What the exercise asks: Copy the data below verbatim, starting at the line that contains "Where can the rocky breakwater" and continuing through the end of the data, with both ends included. Leave the pictures out of your copy.

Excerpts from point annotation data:

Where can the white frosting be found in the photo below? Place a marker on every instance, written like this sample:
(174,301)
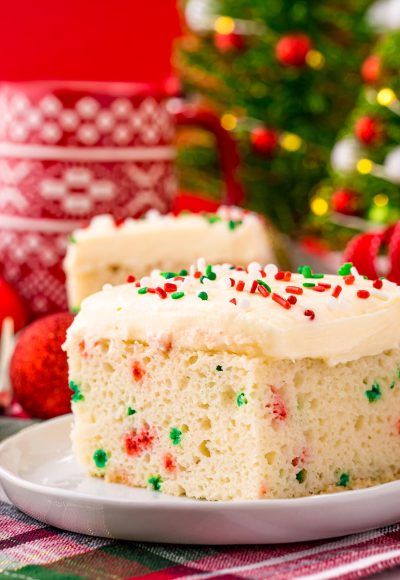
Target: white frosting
(343,329)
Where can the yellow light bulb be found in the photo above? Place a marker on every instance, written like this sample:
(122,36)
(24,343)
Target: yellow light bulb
(315,59)
(365,166)
(381,200)
(319,206)
(290,141)
(224,25)
(386,97)
(228,121)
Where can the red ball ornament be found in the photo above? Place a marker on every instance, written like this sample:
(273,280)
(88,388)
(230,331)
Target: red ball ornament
(346,202)
(291,50)
(228,42)
(11,305)
(264,141)
(39,371)
(371,69)
(368,130)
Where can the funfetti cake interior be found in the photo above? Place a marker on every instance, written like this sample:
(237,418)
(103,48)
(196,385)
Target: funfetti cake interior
(107,252)
(226,384)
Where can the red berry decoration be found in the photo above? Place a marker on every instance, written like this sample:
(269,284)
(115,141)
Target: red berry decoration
(371,69)
(229,42)
(346,202)
(38,371)
(11,306)
(292,49)
(264,141)
(368,130)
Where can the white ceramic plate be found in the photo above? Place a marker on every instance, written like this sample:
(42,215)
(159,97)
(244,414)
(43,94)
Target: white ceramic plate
(41,478)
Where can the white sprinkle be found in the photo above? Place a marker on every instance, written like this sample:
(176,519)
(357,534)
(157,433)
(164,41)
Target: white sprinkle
(244,303)
(201,264)
(254,268)
(271,269)
(224,283)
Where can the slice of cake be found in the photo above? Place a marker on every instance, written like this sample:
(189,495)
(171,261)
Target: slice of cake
(231,384)
(107,252)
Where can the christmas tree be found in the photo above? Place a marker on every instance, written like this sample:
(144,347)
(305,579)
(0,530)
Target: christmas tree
(365,187)
(283,75)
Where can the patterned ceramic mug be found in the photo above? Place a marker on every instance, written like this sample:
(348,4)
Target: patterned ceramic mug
(74,150)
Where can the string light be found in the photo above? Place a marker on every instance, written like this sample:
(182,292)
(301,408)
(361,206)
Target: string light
(386,97)
(228,121)
(365,166)
(315,59)
(381,200)
(224,25)
(319,206)
(290,141)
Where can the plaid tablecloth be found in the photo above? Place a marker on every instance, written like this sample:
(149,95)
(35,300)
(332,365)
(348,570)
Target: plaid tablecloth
(32,550)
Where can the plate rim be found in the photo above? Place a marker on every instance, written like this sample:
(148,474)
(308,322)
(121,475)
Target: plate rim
(282,503)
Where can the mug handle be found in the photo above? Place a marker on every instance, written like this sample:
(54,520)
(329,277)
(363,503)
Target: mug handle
(186,114)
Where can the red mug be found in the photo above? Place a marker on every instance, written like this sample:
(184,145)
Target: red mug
(70,151)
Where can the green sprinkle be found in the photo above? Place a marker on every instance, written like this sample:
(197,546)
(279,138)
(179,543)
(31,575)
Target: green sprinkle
(262,283)
(175,435)
(301,475)
(241,400)
(374,393)
(77,395)
(100,458)
(177,295)
(345,269)
(155,482)
(344,480)
(233,224)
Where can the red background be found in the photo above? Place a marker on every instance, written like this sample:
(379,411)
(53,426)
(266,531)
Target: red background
(110,40)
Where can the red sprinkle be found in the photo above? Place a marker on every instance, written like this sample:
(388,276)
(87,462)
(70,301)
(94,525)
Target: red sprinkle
(253,287)
(263,291)
(161,292)
(294,290)
(349,280)
(310,314)
(281,301)
(137,371)
(137,442)
(169,462)
(364,294)
(336,291)
(169,287)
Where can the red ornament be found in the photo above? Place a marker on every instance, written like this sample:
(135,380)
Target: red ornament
(291,50)
(229,42)
(39,371)
(371,69)
(11,305)
(346,201)
(368,130)
(264,141)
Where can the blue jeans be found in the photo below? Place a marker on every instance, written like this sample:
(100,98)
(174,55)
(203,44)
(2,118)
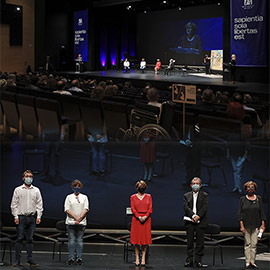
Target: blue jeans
(75,240)
(26,227)
(98,156)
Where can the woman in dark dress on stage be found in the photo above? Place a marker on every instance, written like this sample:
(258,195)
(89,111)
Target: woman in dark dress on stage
(140,234)
(233,67)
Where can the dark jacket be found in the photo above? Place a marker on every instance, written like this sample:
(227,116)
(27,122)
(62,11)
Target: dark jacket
(202,206)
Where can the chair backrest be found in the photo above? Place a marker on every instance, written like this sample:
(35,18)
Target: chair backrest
(92,115)
(218,126)
(213,229)
(49,115)
(70,107)
(61,225)
(26,108)
(115,117)
(10,109)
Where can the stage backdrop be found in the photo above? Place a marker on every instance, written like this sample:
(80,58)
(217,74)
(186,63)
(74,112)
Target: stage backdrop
(81,34)
(248,32)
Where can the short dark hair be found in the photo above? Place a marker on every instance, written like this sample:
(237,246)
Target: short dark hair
(76,183)
(25,172)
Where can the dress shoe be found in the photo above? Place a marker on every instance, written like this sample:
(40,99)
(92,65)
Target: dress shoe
(188,264)
(200,265)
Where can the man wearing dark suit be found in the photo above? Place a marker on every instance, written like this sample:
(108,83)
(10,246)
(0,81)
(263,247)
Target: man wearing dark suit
(195,207)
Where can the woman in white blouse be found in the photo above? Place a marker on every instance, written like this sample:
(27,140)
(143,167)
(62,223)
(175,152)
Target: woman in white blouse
(76,207)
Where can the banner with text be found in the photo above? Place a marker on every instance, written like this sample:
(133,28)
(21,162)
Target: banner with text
(81,34)
(248,32)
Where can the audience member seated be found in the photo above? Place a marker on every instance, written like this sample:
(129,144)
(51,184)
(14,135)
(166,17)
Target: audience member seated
(75,86)
(237,97)
(61,89)
(153,97)
(3,84)
(33,83)
(207,102)
(158,66)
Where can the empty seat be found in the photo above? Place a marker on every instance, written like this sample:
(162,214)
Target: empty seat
(26,108)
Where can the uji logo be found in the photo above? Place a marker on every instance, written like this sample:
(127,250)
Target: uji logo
(248,4)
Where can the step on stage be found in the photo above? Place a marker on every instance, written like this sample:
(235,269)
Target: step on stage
(162,257)
(161,81)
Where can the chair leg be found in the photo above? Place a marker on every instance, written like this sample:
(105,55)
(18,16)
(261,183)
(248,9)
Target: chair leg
(172,165)
(221,254)
(214,255)
(163,165)
(224,176)
(10,255)
(54,244)
(4,252)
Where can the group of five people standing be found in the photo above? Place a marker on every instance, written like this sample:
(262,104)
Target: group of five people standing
(27,208)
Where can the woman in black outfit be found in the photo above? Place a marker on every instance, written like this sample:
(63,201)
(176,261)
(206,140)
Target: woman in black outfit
(233,67)
(251,216)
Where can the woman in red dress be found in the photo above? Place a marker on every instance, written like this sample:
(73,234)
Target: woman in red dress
(140,234)
(158,66)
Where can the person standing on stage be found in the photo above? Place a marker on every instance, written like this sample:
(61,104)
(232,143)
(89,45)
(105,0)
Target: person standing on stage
(76,207)
(158,66)
(195,207)
(207,61)
(252,219)
(126,65)
(233,68)
(142,65)
(140,234)
(26,207)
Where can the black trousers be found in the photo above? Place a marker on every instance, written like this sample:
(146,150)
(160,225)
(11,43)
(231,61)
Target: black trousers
(195,232)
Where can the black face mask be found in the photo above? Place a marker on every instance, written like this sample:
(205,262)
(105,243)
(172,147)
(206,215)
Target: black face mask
(141,189)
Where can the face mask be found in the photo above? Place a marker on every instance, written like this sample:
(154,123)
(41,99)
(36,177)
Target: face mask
(195,187)
(141,190)
(77,190)
(28,180)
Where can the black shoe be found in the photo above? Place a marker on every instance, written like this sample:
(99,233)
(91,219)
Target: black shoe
(188,264)
(31,263)
(79,261)
(200,265)
(94,173)
(101,173)
(70,262)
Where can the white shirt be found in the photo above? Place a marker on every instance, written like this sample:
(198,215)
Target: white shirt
(26,201)
(143,64)
(126,64)
(195,197)
(76,204)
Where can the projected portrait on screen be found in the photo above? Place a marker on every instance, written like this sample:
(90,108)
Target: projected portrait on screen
(190,42)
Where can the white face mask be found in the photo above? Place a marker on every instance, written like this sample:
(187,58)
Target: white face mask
(28,180)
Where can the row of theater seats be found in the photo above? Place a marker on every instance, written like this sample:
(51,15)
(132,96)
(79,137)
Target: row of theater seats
(43,113)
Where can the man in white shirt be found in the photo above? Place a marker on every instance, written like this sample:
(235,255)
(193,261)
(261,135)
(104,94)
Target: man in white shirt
(142,65)
(195,207)
(126,65)
(76,207)
(26,207)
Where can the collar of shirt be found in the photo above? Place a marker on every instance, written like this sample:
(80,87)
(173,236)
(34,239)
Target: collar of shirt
(23,186)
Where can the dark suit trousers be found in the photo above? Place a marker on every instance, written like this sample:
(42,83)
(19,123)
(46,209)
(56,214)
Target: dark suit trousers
(192,231)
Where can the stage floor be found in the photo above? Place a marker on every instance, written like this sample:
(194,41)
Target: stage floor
(165,257)
(190,77)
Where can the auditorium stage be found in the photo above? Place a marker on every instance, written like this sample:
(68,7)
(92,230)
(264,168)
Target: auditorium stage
(162,257)
(161,81)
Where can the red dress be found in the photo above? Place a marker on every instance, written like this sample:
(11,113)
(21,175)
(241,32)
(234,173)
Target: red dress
(158,65)
(140,233)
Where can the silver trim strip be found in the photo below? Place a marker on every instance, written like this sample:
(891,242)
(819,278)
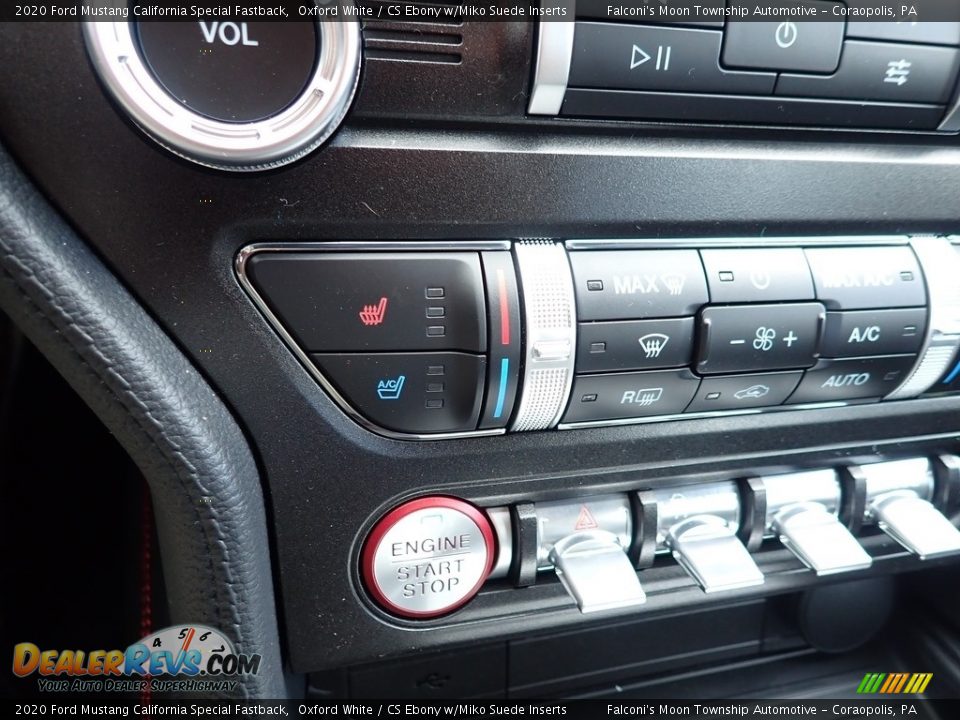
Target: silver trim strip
(249,251)
(940,264)
(552,63)
(550,333)
(709,243)
(951,121)
(707,415)
(272,142)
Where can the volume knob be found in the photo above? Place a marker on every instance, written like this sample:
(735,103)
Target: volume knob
(231,94)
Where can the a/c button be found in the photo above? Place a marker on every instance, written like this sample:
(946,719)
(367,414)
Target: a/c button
(833,380)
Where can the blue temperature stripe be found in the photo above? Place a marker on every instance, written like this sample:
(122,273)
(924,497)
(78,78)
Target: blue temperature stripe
(953,374)
(502,392)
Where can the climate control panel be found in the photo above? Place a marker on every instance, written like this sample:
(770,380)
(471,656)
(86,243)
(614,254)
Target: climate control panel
(452,339)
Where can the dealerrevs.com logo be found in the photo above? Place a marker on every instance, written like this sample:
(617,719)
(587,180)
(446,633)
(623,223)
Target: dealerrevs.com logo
(180,658)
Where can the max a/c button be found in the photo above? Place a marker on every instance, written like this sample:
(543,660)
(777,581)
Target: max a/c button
(834,380)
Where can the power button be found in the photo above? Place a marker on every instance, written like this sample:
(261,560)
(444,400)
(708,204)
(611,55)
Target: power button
(428,557)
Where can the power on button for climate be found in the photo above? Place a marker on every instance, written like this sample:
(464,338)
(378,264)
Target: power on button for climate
(428,557)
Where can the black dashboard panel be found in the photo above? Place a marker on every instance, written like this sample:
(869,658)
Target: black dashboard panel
(476,171)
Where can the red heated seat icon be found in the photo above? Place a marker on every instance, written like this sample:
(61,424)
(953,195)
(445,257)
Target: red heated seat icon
(373,314)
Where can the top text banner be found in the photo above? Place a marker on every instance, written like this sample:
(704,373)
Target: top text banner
(638,11)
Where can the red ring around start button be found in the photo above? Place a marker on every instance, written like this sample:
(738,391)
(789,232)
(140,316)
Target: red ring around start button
(428,557)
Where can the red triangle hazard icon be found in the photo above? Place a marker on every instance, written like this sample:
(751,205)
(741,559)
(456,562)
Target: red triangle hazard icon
(585,520)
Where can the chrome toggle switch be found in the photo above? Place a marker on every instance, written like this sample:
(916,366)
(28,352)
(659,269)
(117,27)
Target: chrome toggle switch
(586,543)
(898,500)
(802,510)
(699,526)
(594,568)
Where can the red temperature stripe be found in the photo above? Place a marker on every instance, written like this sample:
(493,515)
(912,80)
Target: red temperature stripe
(504,309)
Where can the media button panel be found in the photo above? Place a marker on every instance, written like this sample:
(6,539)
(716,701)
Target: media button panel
(821,74)
(455,339)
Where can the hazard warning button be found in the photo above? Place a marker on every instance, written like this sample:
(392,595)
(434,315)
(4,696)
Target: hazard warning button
(428,557)
(557,520)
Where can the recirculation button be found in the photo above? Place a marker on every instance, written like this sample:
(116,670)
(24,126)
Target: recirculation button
(428,557)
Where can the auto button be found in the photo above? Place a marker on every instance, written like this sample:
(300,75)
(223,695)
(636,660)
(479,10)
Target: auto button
(832,380)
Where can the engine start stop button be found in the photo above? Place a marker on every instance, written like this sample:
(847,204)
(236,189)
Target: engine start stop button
(428,557)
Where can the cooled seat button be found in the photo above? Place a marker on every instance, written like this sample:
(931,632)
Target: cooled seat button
(428,557)
(411,392)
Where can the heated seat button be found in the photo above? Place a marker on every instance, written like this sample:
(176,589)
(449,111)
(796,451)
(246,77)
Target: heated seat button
(873,332)
(634,344)
(231,71)
(630,395)
(391,301)
(741,338)
(761,275)
(882,71)
(636,284)
(800,46)
(410,392)
(832,380)
(866,277)
(654,57)
(428,557)
(736,392)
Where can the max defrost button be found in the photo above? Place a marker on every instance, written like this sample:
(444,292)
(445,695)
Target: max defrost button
(428,557)
(635,284)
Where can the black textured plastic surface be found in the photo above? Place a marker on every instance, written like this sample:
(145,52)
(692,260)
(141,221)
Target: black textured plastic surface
(171,231)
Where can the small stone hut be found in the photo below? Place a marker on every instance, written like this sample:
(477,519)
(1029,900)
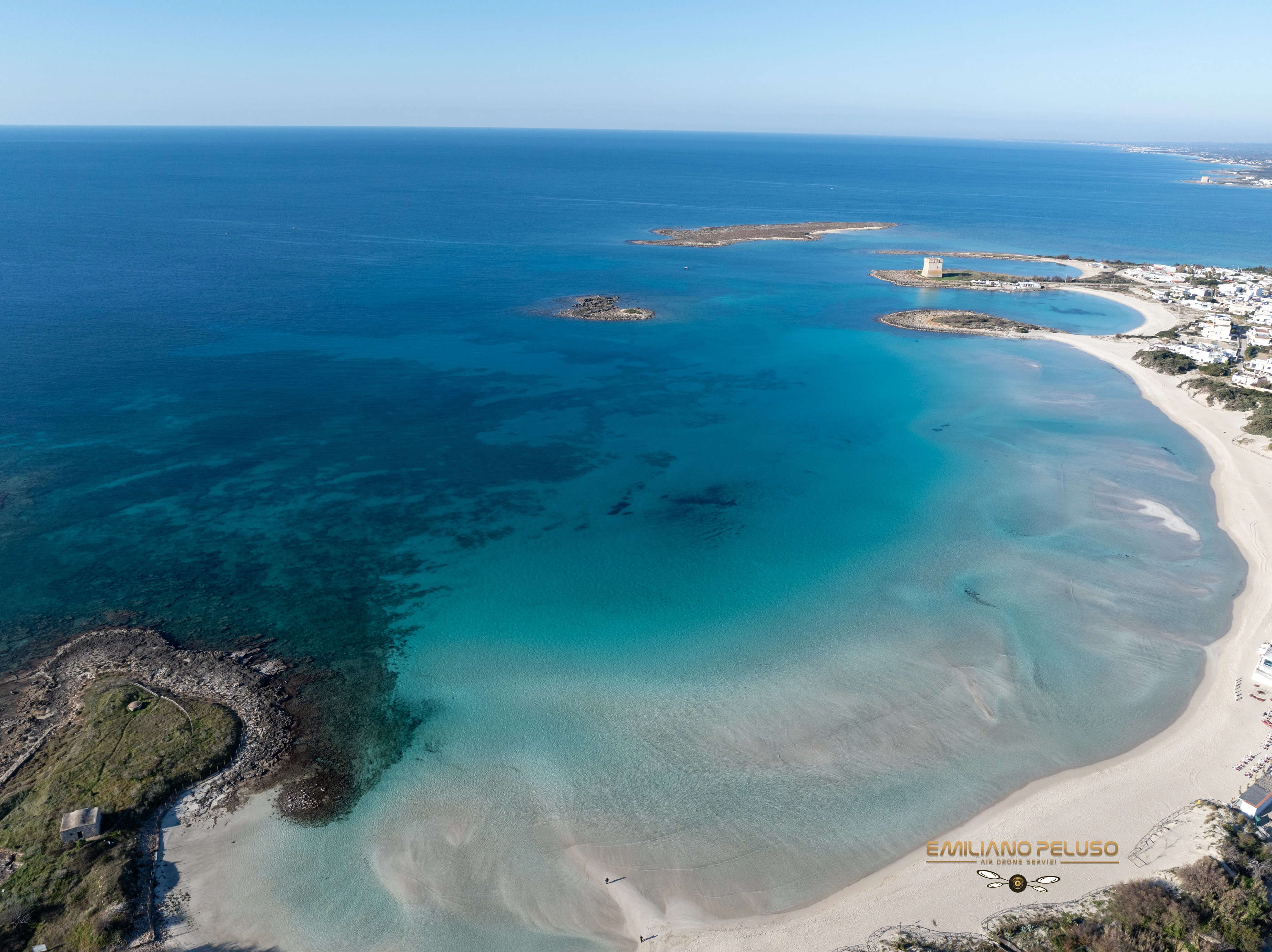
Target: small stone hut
(82,824)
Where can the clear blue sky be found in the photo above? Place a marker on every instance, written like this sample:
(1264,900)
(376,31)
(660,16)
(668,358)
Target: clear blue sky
(1113,72)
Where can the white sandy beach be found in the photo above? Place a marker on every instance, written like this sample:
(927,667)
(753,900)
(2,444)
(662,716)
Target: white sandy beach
(1116,800)
(1119,800)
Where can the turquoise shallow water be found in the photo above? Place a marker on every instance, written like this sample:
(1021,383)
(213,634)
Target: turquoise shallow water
(739,603)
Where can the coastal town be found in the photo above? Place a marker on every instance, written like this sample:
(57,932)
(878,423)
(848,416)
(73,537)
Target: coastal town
(1225,317)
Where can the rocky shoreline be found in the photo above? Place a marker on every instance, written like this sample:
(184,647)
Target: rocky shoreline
(240,680)
(722,236)
(243,680)
(603,308)
(961,322)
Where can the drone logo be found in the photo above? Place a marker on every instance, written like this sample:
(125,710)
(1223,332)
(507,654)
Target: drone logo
(1017,884)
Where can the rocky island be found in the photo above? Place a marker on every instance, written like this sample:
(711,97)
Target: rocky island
(960,322)
(601,308)
(720,236)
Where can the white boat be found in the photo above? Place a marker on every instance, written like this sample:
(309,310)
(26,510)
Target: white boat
(1264,670)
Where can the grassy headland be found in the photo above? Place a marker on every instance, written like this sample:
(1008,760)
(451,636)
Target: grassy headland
(128,763)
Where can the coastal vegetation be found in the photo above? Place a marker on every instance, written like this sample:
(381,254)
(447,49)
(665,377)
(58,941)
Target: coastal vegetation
(984,322)
(1211,904)
(1165,361)
(958,322)
(1218,903)
(1243,400)
(128,751)
(720,236)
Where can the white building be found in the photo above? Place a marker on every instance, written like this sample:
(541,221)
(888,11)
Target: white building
(82,825)
(1202,354)
(1257,801)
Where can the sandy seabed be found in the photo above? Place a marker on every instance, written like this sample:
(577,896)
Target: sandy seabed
(1119,800)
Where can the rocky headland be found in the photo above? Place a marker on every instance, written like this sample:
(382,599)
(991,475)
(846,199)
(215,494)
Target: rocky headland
(960,322)
(720,236)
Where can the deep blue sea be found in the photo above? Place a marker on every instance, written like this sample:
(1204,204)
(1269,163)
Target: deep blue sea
(739,603)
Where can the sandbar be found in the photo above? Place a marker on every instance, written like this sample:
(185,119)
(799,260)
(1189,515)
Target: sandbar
(960,322)
(1120,799)
(1088,269)
(720,236)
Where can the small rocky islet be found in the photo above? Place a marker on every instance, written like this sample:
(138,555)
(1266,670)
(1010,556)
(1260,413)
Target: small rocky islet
(603,308)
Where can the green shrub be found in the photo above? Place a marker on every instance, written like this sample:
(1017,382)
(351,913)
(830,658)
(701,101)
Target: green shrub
(1165,361)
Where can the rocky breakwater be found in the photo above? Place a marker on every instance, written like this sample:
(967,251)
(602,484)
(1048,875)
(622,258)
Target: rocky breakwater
(601,308)
(960,322)
(245,682)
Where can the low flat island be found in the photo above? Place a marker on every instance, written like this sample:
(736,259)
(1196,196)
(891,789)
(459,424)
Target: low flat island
(960,322)
(603,308)
(720,236)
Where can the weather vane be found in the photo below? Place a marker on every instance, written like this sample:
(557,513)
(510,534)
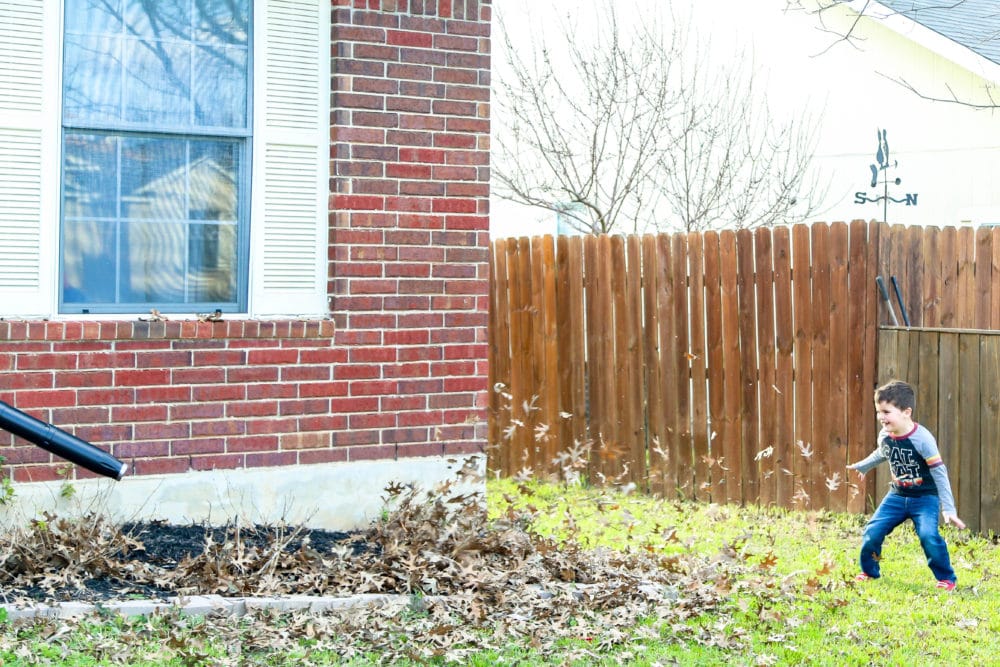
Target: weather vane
(883,166)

Result:
Where can the rocky breakwater be found in the photo above? Place a marker on every instance, written like this sample:
(967,251)
(602,484)
(1048,875)
(622,258)
Target: rocky breakwater
(601,308)
(960,322)
(245,682)
Where can the low flat island be found in the photo above? Place a marker on every instance, written like this sample:
(736,259)
(1196,196)
(891,789)
(459,424)
Target: low flat island
(960,322)
(603,308)
(720,236)
Where can the weather vane be found in the photo below? Place a marker on every instance, written like this sample:
(557,513)
(510,534)
Target: weather vane
(883,166)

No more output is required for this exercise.